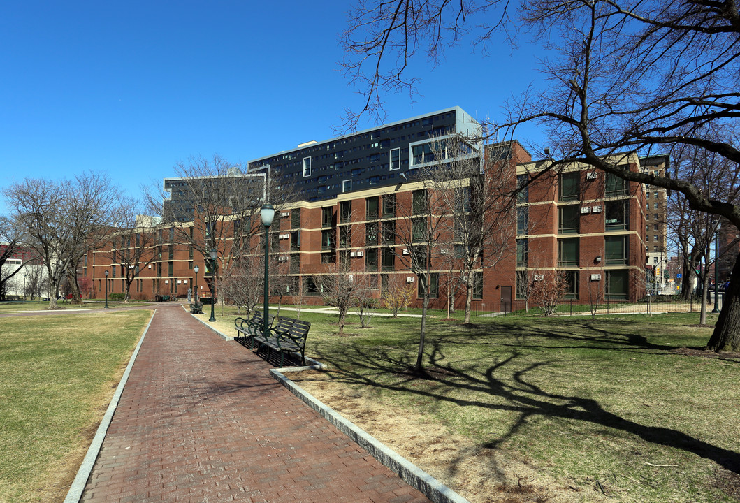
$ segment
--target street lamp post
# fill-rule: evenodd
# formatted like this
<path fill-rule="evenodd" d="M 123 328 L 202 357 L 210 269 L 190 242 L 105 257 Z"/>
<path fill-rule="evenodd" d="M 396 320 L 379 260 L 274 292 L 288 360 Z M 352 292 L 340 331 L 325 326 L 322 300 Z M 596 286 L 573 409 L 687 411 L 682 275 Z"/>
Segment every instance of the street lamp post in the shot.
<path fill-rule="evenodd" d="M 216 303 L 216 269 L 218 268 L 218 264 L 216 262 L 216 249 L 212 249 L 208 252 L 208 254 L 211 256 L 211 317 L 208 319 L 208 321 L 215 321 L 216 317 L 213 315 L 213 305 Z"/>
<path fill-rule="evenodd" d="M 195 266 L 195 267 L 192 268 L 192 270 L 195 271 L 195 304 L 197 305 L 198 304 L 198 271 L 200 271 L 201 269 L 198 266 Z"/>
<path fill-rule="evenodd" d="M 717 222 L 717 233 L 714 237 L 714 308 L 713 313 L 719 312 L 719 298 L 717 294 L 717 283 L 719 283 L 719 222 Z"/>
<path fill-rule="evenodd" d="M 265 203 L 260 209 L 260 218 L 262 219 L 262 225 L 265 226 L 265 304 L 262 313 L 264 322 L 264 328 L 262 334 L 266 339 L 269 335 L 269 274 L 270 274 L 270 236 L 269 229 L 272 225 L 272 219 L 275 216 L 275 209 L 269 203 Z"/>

...

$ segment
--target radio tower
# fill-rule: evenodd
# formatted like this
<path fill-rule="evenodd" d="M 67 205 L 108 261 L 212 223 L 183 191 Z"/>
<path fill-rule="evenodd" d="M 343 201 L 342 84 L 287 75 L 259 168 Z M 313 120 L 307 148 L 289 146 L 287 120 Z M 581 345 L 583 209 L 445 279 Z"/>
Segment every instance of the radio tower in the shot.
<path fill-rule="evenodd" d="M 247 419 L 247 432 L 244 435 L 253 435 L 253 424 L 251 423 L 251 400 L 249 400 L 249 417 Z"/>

Tarea planteada:
Por favor, busca en el material las líneas que contienen la palabra "every" y cópialas completas. Ten en cuenta las mayúsculas y minúsculas.

Respuesta:
Segment every instance of the street lamp post in the shot.
Segment every instance of the radio tower in the shot.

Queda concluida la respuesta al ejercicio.